■ WORK INSTRUCTIONS
Update the entries below by replacing each "look for" with "locate" and keeping every other word the same. Leave the pictures out of your answer.

■ DATA ROWS
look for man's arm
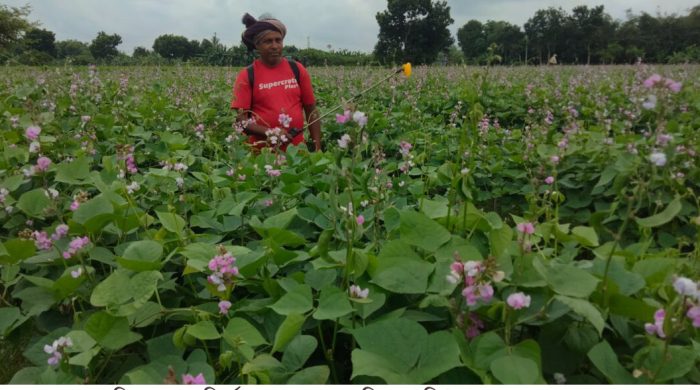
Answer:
[304,104,321,152]
[236,110,269,138]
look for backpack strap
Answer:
[287,57,301,87]
[246,64,255,111]
[246,57,301,110]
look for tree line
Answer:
[0,0,700,66]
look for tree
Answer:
[90,31,122,59]
[570,5,614,64]
[374,0,454,64]
[525,7,567,64]
[484,20,525,64]
[153,34,199,60]
[0,4,36,51]
[131,46,151,58]
[23,28,56,57]
[457,19,488,63]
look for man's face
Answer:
[255,31,284,65]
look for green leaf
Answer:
[420,199,448,219]
[222,317,267,347]
[609,294,656,322]
[282,335,318,372]
[468,332,507,370]
[17,188,51,218]
[411,331,462,383]
[532,259,600,298]
[491,356,540,385]
[0,307,22,337]
[571,226,600,247]
[351,349,404,384]
[117,240,163,271]
[270,284,314,315]
[352,318,460,384]
[186,321,221,340]
[156,211,187,238]
[313,286,353,320]
[635,343,696,383]
[55,157,91,184]
[588,340,636,385]
[399,210,451,252]
[287,366,330,385]
[369,241,435,294]
[556,295,605,335]
[90,269,131,307]
[272,314,306,353]
[262,208,297,229]
[635,196,681,228]
[73,195,114,226]
[0,238,36,265]
[85,311,141,351]
[489,226,513,257]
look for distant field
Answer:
[0,65,700,384]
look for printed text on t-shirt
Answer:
[258,78,299,90]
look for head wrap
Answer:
[241,13,287,51]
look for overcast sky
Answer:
[6,0,700,54]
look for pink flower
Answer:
[70,267,83,279]
[219,301,231,315]
[666,79,683,93]
[338,134,352,149]
[644,73,662,88]
[63,236,90,259]
[182,372,207,385]
[32,231,53,250]
[352,111,367,127]
[686,305,700,328]
[464,312,484,340]
[348,284,369,299]
[51,224,68,241]
[265,165,282,177]
[36,156,51,172]
[506,292,531,310]
[24,126,41,141]
[277,114,292,128]
[335,114,350,125]
[516,222,535,234]
[673,277,698,297]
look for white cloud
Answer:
[3,0,697,53]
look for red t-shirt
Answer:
[231,58,316,145]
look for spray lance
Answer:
[290,62,412,137]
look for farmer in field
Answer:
[231,13,321,151]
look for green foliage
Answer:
[89,31,122,60]
[0,63,700,385]
[374,0,454,64]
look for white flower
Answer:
[673,277,698,297]
[352,111,367,127]
[554,372,566,385]
[649,152,666,167]
[29,141,41,153]
[464,260,481,277]
[642,95,656,110]
[349,284,369,299]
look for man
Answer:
[231,13,321,151]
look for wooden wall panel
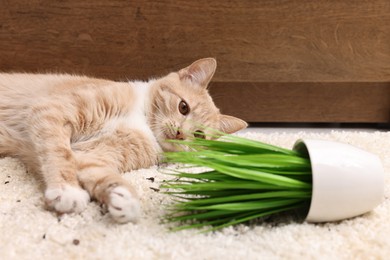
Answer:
[0,0,390,122]
[210,82,390,124]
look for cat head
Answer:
[148,58,247,151]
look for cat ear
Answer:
[219,115,248,134]
[179,58,217,88]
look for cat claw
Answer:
[106,186,141,223]
[45,185,90,213]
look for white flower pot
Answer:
[293,139,384,222]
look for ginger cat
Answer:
[0,58,247,223]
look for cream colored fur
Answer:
[0,58,246,223]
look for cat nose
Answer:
[176,130,184,140]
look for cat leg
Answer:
[29,108,90,213]
[78,163,141,223]
[72,128,158,223]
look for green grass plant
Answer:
[162,135,312,231]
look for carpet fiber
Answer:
[0,131,390,260]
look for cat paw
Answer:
[45,185,90,213]
[106,186,141,223]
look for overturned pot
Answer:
[293,139,384,222]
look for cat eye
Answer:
[194,130,206,139]
[179,100,190,116]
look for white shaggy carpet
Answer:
[0,131,390,260]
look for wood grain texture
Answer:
[0,0,390,82]
[0,0,390,122]
[210,82,390,124]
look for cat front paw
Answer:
[106,186,141,223]
[45,185,90,213]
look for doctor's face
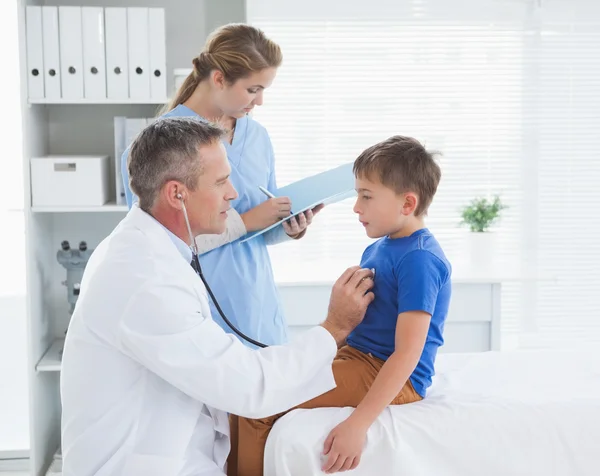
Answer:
[191,141,238,235]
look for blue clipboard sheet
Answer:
[240,162,356,243]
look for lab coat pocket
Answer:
[122,454,184,476]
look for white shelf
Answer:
[31,202,129,213]
[29,97,169,104]
[35,339,65,372]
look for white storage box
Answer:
[31,155,110,207]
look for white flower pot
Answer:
[465,231,497,270]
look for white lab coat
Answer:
[61,206,337,476]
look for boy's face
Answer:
[354,177,417,238]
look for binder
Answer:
[58,6,83,99]
[240,162,356,243]
[114,116,127,205]
[148,8,167,99]
[104,7,129,99]
[127,7,150,99]
[25,6,44,99]
[81,7,106,99]
[42,7,61,99]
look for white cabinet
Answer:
[13,0,244,476]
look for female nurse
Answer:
[121,24,319,346]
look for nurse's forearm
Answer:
[196,208,247,254]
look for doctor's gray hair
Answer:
[127,117,225,212]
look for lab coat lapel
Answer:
[125,204,229,440]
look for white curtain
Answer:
[247,0,600,347]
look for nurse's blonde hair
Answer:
[161,23,283,113]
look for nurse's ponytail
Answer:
[161,23,283,114]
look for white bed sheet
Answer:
[264,351,600,476]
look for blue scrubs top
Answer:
[121,104,287,347]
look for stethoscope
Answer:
[177,193,268,348]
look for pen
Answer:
[258,185,294,215]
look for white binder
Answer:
[113,116,127,205]
[42,7,61,99]
[148,8,167,99]
[104,7,129,99]
[81,7,106,99]
[127,7,150,99]
[25,6,44,99]
[58,7,83,99]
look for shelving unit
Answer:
[28,98,168,104]
[15,0,245,476]
[35,339,65,372]
[31,202,128,213]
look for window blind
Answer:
[247,0,600,346]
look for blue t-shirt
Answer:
[347,228,452,397]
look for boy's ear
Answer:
[402,192,419,216]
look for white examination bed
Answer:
[264,350,600,476]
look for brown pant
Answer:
[227,346,421,476]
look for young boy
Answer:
[228,136,451,476]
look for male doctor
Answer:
[61,118,373,476]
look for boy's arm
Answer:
[349,311,431,431]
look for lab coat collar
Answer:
[123,202,192,264]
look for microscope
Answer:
[56,240,94,315]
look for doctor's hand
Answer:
[322,418,367,474]
[242,197,292,233]
[322,266,375,346]
[283,205,325,240]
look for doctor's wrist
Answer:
[321,321,350,348]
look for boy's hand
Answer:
[322,419,367,474]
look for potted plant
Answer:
[461,196,507,266]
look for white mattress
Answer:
[264,351,600,476]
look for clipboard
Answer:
[240,162,356,243]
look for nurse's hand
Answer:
[283,205,325,240]
[242,197,292,233]
[322,266,375,345]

■ ANSWER FOR THIS EXERCISE
locate man's arm
Answer:
[304,104,321,152]
[236,110,269,138]
locate backpack strap
Answer:
[287,57,301,87]
[246,64,255,111]
[246,57,301,110]
locate tree line
Answer:
[0,0,700,66]
locate tree
Answer:
[90,31,122,59]
[570,5,614,64]
[374,0,454,64]
[525,7,567,64]
[484,20,525,64]
[153,34,199,60]
[0,4,36,51]
[131,46,151,58]
[23,28,56,57]
[457,19,488,63]
locate man's face
Answer:
[255,31,284,65]
locate green leaf
Answer:
[420,199,448,219]
[222,317,267,347]
[609,294,656,322]
[282,335,318,372]
[468,332,507,370]
[17,188,51,218]
[411,331,462,383]
[532,259,600,298]
[491,356,540,385]
[0,307,22,337]
[571,226,600,247]
[351,349,404,384]
[117,240,163,271]
[270,284,314,315]
[352,318,460,384]
[186,321,221,340]
[156,211,187,238]
[313,286,353,320]
[635,343,696,383]
[55,157,91,184]
[588,340,636,385]
[399,210,451,252]
[287,366,330,385]
[369,241,435,294]
[556,295,605,335]
[90,269,131,307]
[272,314,306,353]
[262,208,297,229]
[635,196,681,228]
[73,195,114,226]
[0,238,36,265]
[85,311,141,351]
[489,226,513,257]
locate distant field
Answer:
[0,65,700,384]
locate printed text on t-shirt
Answer:
[258,78,299,90]
locate head wrap
Answer:
[241,13,287,51]
locate overcast sky
Answer:
[6,0,700,54]
locate pink flower
Answer:
[70,267,83,279]
[219,301,231,315]
[666,79,683,93]
[338,134,352,149]
[644,73,662,88]
[63,236,90,259]
[182,372,207,385]
[32,231,53,250]
[352,111,367,127]
[686,305,700,328]
[464,312,484,340]
[348,284,369,299]
[51,224,68,241]
[265,165,282,177]
[36,156,51,172]
[506,292,531,310]
[24,126,41,141]
[277,114,292,128]
[335,114,350,125]
[516,222,535,234]
[673,277,698,297]
locate white cloud
Answer:
[3,0,697,53]
locate red t-shirt
Answer:
[231,58,316,145]
locate spray lance
Answer:
[290,62,412,137]
locate farmer in field
Answer:
[231,13,321,151]
locate green foliage
Answer:
[89,31,122,60]
[0,63,700,385]
[374,0,454,64]
locate white flower
Answer:
[673,277,698,297]
[352,111,367,127]
[554,372,566,385]
[649,152,666,167]
[29,141,41,153]
[464,260,481,277]
[642,95,656,110]
[349,284,369,299]
locate man
Answer:
[231,13,321,151]
locate wooden wall panel
Answer:
[0,0,390,122]
[210,82,390,124]
locate cat head
Answer:
[148,58,247,151]
locate cat ear
Answer:
[219,115,248,134]
[179,58,217,88]
locate cat claw
Answer:
[106,186,141,223]
[45,185,90,213]
locate white flower pot
Answer:
[293,139,384,222]
locate ginger cat
Answer:
[0,58,247,223]
locate cream colored fur
Answer:
[0,58,246,223]
locate cat nose
Answer:
[176,130,184,140]
locate cat leg
Answer:
[29,108,90,213]
[78,163,141,223]
[72,128,158,223]
locate green grass plant
Answer:
[162,135,312,231]
locate carpet fiber
Answer:
[0,131,390,260]
locate cat paw
Answer:
[45,185,90,213]
[106,186,141,223]
locate overturned pot
Answer:
[293,139,384,222]
locate cat eye
Answer:
[194,130,206,139]
[179,100,190,116]
locate white shaggy carpet
Answer:
[0,131,390,260]
locate wood grain texture
Answer:
[0,0,390,82]
[0,0,390,122]
[210,82,390,124]
locate cat front paw
Answer:
[106,186,141,223]
[45,185,90,213]
locate doctor's face
Answer:
[191,141,238,235]
locate blue clipboard sheet
Answer:
[240,162,356,243]
locate lab coat pocket
Answer:
[122,454,184,476]
locate white shelf
Answer:
[31,202,129,213]
[29,97,169,104]
[35,339,65,372]
locate white storage box
Answer:
[31,155,110,207]
locate white flower pot
Answer:
[465,231,497,270]
locate white lab coat
Answer:
[61,206,337,476]
locate boy's face
Answer:
[354,177,417,238]
locate binder
Answer:
[58,6,83,99]
[240,162,356,243]
[114,116,127,205]
[148,8,167,99]
[104,7,129,99]
[127,7,150,99]
[25,6,44,99]
[81,7,106,99]
[42,7,61,99]
locate white cabinet
Answer:
[13,0,244,476]
locate female nurse
Answer:
[121,24,319,346]
locate nurse's forearm
Answer:
[196,208,247,254]
locate doctor's gray hair
Answer:
[127,117,225,212]
locate lab coat lapel
Answer:
[125,204,229,440]
locate white curtain
Answer:
[247,0,600,347]
locate nurse's blonde hair
Answer:
[161,23,283,113]
locate nurse's ponytail
Answer:
[161,23,283,114]
locate white bed sheet
Answer:
[264,351,600,476]
locate blue scrubs top
Answer:
[121,104,287,347]
locate stethoscope
Answer:
[177,193,268,348]
locate pen
Answer:
[258,185,294,215]
locate white binder
Answer:
[113,116,127,205]
[42,7,61,99]
[148,8,167,99]
[104,7,129,99]
[81,7,106,99]
[127,7,150,99]
[25,6,44,99]
[58,7,83,99]
locate shelving unit
Answer:
[28,98,168,104]
[15,0,245,476]
[35,339,65,372]
[31,202,128,213]
locate window blind
Answer:
[247,0,600,346]
locate blue t-shirt
Answer:
[347,228,452,397]
locate boy's ear
Answer:
[402,192,419,216]
locate white examination bed
Answer:
[264,350,600,476]
locate brown pant
Answer:
[227,346,421,476]
locate young boy
Answer:
[228,136,451,476]
locate male doctor
Answer:
[61,118,373,476]
locate boy's arm
Answer:
[349,311,431,431]
locate lab coat collar
Answer:
[123,202,192,264]
locate microscope
Answer:
[56,240,94,315]
locate doctor's hand
Answer:
[322,418,367,474]
[242,197,292,233]
[322,266,375,346]
[283,205,325,240]
locate doctor's wrist
Answer:
[321,321,350,348]
locate boy's hand
Answer:
[322,419,367,474]
locate potted plant
Answer:
[461,196,507,266]
locate white mattress
Answer:
[264,351,600,476]
locate clipboard
Answer:
[240,162,356,243]
locate nurse's hand
Answer:
[283,205,325,240]
[242,197,292,233]
[322,266,375,345]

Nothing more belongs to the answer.